◆ Items:

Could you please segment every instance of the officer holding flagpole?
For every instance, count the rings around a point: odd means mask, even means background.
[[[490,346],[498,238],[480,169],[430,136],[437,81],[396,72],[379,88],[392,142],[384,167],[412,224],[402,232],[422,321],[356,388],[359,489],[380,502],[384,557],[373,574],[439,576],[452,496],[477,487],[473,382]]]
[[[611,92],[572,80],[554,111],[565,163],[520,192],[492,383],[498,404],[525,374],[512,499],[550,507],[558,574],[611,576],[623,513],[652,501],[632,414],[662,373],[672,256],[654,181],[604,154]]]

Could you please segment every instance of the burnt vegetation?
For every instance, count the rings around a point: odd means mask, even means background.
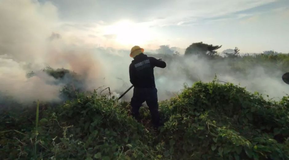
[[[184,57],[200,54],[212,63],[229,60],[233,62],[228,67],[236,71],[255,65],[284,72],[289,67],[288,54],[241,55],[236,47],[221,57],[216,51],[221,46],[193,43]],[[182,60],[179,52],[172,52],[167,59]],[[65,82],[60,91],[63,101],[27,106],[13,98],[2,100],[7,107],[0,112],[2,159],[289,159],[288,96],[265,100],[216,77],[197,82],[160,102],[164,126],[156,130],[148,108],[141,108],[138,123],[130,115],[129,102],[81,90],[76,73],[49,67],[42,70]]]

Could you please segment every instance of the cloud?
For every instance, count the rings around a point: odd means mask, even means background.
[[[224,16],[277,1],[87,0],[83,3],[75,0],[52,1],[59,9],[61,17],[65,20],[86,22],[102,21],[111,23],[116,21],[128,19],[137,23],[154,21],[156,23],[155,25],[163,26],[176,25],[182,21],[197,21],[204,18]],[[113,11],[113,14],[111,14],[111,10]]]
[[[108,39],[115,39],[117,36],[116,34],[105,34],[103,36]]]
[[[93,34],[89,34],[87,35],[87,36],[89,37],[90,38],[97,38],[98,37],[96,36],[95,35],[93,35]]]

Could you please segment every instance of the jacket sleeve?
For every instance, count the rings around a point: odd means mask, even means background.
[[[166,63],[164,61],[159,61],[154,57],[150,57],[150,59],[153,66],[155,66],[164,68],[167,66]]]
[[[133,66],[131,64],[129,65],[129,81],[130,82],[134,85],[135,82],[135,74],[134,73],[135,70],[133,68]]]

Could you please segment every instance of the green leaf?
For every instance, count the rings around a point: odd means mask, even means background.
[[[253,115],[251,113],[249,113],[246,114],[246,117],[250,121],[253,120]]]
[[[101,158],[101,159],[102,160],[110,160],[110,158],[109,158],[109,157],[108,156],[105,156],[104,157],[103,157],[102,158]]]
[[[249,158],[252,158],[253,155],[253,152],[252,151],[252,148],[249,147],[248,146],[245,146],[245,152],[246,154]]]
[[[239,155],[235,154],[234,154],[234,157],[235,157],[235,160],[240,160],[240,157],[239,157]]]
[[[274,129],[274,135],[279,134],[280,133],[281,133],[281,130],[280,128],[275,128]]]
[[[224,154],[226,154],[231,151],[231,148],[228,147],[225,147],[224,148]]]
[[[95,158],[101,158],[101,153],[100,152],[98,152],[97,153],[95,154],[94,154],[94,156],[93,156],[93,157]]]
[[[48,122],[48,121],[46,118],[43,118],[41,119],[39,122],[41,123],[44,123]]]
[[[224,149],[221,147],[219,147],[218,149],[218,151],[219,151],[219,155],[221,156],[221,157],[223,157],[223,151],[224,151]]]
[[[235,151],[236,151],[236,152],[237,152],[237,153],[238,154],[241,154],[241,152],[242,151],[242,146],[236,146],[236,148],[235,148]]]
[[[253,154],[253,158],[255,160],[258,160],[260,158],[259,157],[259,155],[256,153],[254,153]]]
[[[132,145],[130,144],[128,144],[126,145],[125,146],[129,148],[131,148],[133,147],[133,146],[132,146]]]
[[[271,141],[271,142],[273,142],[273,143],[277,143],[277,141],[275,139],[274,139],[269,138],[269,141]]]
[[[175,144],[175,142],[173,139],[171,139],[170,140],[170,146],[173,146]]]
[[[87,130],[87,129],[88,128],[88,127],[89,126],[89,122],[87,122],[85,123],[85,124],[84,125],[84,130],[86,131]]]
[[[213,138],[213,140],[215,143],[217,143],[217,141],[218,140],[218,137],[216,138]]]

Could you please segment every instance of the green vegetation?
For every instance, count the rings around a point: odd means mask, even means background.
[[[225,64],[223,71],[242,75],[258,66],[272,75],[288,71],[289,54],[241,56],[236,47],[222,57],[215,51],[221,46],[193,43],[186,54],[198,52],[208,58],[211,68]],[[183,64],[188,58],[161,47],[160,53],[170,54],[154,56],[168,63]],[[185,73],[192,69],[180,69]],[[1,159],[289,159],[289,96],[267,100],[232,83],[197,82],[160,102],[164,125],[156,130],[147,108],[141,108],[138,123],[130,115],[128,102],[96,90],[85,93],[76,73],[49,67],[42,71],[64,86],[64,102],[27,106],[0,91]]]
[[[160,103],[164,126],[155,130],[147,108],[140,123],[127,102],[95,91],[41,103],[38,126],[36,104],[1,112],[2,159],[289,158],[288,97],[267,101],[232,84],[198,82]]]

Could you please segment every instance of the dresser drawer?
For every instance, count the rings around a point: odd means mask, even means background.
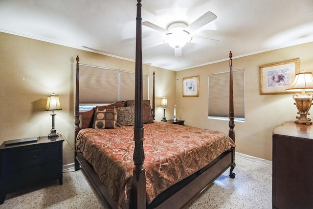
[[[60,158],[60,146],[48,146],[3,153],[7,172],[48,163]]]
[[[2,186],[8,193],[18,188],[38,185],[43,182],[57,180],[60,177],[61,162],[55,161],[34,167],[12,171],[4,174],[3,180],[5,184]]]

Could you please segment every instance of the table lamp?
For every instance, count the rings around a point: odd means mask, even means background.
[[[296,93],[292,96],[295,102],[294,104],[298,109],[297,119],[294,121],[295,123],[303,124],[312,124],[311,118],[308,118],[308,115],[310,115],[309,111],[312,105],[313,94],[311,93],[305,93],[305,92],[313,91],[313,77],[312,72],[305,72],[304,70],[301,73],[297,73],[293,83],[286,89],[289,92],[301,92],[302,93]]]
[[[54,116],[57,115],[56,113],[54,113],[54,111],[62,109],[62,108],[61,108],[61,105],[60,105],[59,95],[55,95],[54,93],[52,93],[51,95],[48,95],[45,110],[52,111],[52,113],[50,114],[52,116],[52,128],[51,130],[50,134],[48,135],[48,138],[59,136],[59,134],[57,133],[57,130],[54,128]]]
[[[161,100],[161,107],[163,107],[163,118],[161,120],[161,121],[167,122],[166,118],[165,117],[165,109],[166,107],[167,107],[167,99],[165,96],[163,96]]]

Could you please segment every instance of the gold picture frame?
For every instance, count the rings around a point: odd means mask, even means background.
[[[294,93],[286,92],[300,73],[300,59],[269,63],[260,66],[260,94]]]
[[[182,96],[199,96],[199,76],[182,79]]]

...

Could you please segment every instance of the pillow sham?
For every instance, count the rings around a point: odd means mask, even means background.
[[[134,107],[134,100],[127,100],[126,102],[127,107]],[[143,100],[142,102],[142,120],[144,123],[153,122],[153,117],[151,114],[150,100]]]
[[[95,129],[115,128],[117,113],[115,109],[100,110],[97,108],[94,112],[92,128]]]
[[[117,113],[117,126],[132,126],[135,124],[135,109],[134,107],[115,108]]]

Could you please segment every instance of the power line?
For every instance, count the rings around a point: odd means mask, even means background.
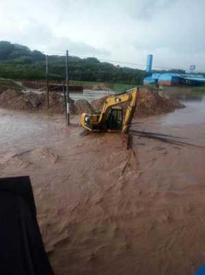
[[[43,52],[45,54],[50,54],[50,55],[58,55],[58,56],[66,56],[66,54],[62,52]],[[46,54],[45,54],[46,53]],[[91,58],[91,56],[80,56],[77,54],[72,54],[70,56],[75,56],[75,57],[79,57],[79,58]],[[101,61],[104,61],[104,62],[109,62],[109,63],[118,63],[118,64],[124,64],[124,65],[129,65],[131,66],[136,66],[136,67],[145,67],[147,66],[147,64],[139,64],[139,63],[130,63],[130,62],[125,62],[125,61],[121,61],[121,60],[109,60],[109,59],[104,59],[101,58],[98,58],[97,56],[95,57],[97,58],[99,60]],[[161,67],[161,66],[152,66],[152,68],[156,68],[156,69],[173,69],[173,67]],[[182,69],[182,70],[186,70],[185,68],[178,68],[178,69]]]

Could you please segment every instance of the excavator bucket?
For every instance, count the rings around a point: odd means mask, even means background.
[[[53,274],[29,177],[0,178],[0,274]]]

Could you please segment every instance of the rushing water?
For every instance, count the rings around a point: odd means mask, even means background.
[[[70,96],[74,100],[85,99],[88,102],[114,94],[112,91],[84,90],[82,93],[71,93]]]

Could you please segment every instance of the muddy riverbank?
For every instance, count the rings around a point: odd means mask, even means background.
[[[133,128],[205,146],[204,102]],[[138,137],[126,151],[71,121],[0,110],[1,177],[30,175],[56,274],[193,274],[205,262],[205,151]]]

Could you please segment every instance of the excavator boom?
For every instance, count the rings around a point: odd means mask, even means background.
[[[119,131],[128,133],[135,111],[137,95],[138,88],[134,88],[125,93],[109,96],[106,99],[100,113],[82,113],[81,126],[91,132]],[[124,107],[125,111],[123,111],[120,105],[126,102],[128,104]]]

◆ Prompt:
Render everything above, from the line containing "Could you please segment every instance of the gold" down to the line containing "[[[182,96],[199,96],[199,76],[182,79]]]", as a Markdown table with the columns Row and Line. Number each row and leave out any blank lines.

◆ Answer for the task:
| Row | Line |
|---|---|
| 1 | Could you please segment every instance of the gold picture frame? |
| 2 | For every instance, count the rings around a point: odd means mask, even means background. |
| 3 | [[[294,93],[286,92],[300,73],[300,59],[269,63],[260,66],[260,94]]] |
| 4 | [[[182,96],[199,96],[199,76],[182,79]]] |